Locate the line with "Target: metal fence post" in the material. Copy that line and each one after it, through the last, exactly and with nothing else.

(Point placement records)
=====
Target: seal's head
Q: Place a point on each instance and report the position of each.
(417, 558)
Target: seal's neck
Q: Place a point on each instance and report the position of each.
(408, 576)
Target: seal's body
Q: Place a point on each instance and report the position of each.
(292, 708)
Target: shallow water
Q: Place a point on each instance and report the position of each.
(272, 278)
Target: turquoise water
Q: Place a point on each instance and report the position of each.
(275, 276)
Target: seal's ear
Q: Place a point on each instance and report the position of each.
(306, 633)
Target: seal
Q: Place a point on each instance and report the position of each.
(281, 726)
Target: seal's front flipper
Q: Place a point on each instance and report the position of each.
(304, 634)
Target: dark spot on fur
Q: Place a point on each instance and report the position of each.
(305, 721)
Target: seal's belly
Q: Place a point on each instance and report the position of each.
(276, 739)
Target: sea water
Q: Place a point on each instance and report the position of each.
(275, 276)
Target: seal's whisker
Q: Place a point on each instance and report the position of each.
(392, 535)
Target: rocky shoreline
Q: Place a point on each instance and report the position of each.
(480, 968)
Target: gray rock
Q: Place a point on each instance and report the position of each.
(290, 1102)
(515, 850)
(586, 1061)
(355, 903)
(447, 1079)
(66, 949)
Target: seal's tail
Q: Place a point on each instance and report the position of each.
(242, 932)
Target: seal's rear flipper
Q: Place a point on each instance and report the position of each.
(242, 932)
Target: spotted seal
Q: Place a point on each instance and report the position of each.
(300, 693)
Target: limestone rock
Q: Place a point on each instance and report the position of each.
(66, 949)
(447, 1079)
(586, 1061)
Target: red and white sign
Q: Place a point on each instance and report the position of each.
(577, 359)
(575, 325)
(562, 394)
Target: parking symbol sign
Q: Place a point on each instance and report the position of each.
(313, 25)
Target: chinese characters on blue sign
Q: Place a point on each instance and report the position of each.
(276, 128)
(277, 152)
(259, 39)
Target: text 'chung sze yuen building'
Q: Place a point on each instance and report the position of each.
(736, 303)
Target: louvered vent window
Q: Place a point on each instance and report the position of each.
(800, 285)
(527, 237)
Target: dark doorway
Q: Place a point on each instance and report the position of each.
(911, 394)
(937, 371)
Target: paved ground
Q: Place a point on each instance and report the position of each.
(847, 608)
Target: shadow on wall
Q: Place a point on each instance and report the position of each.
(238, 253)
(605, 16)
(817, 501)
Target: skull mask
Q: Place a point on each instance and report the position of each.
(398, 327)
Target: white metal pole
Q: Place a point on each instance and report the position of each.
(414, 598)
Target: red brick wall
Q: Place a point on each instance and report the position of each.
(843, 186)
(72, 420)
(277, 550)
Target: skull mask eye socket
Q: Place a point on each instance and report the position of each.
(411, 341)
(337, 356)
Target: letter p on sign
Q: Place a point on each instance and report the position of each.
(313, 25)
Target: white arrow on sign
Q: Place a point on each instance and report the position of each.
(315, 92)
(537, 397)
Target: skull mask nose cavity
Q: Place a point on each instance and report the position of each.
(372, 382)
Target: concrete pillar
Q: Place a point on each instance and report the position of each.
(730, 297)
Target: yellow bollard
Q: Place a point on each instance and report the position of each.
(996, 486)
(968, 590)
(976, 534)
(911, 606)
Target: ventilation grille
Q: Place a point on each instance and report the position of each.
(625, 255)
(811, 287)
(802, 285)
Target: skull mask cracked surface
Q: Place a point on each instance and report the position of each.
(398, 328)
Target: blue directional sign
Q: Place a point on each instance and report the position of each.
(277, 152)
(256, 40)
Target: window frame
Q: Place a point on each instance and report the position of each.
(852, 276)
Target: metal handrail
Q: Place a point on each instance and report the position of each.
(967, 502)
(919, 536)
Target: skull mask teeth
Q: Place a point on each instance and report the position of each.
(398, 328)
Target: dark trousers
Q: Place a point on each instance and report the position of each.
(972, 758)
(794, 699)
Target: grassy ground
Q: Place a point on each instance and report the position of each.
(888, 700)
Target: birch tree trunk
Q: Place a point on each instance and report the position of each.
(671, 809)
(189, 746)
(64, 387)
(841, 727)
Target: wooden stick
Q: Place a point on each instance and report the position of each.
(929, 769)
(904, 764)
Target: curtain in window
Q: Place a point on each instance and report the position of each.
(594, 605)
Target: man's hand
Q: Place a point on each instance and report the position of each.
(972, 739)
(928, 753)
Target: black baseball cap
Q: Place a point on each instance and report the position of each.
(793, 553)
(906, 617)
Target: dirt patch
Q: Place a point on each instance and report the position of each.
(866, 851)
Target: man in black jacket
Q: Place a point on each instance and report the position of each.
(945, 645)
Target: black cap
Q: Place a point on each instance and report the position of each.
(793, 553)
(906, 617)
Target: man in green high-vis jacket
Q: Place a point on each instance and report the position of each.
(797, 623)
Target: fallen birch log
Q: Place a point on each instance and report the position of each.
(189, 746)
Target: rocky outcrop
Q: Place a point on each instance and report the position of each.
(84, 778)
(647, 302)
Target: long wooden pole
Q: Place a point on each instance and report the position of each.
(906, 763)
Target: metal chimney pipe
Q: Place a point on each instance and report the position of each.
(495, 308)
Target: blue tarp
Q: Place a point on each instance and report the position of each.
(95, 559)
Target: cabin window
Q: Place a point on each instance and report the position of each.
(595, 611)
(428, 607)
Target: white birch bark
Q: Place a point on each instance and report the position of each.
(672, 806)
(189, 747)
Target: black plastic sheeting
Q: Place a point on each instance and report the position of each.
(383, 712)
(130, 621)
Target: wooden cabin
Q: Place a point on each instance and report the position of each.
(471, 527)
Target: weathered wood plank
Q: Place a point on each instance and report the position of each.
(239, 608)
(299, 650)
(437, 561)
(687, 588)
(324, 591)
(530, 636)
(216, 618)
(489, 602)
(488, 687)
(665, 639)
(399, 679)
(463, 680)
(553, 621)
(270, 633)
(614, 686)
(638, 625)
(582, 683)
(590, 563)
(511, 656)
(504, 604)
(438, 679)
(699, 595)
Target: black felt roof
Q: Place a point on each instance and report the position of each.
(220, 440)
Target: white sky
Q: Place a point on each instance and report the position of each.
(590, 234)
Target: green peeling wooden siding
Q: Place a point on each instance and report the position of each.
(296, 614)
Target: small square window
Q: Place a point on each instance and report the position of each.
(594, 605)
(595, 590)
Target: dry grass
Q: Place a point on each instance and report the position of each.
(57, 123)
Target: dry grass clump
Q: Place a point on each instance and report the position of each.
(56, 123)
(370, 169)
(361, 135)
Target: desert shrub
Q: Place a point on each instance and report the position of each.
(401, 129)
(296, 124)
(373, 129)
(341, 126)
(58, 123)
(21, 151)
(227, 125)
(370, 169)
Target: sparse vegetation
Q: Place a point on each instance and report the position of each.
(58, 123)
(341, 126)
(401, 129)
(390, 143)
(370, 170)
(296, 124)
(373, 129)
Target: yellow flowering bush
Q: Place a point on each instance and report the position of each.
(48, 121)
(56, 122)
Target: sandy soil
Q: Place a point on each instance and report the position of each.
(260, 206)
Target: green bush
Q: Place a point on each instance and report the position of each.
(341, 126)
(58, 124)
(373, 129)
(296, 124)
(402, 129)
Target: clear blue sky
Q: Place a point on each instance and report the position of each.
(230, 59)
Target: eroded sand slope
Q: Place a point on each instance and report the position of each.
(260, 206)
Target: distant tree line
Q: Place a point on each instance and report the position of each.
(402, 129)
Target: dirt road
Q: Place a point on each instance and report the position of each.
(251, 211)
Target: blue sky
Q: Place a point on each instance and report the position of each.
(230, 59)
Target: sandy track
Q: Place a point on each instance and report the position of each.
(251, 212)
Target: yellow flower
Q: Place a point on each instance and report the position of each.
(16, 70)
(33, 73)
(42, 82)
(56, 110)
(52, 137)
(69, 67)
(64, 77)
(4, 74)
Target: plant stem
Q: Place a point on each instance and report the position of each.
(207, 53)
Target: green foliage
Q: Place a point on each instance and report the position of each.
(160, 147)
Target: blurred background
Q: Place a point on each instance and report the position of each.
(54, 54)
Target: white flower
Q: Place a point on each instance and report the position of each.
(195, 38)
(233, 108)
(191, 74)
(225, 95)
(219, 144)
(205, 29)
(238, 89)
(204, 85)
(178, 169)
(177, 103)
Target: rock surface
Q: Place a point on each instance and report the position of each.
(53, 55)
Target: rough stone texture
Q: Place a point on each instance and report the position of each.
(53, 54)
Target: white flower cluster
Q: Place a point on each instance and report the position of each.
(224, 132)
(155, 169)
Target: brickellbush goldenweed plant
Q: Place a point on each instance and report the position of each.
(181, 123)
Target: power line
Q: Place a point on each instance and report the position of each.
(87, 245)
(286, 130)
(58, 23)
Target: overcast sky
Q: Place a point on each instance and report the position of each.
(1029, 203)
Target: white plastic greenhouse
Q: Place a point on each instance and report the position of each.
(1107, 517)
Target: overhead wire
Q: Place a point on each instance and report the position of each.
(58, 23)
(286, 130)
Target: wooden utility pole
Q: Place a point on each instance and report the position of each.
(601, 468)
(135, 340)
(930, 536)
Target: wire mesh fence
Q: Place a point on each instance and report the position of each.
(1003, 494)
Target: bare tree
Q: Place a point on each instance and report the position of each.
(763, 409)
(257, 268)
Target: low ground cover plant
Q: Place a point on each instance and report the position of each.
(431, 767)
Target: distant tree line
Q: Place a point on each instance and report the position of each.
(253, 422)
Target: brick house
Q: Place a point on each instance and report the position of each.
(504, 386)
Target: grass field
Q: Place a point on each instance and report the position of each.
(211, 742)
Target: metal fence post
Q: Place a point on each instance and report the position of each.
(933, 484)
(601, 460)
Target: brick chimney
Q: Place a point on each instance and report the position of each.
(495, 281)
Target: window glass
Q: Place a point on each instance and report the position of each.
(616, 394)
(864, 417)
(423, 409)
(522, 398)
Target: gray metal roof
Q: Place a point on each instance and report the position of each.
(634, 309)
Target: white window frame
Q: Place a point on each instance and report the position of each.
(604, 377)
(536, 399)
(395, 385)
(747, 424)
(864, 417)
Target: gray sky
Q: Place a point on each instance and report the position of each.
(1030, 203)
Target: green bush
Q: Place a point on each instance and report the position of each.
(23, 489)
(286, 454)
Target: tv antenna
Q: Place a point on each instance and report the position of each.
=====
▸ **REPLY**:
Target: metal fence post
Q: Place a point on each instance and report the position of each.
(933, 484)
(601, 460)
Target: brick chimney
Q: Place a point on each instance and report the position of each.
(495, 281)
Target: window glass
Q: Place a point on each instance and report the position of each.
(616, 394)
(864, 417)
(423, 409)
(522, 398)
Target: gray metal roof
Q: Place a point on each instance and report the position of each.
(634, 309)
Target: white window frame
Q: Place a point on each instance and report the position of each.
(604, 377)
(536, 399)
(395, 385)
(747, 424)
(864, 417)
Target: gray sky
Q: Place a point on each instance and report the position of each.
(1030, 203)
Target: green bush
Q: Place a point on each instance and report the position of each.
(23, 489)
(286, 454)
Target: tv antenna
Q: Place a point on each instance and report the position of each.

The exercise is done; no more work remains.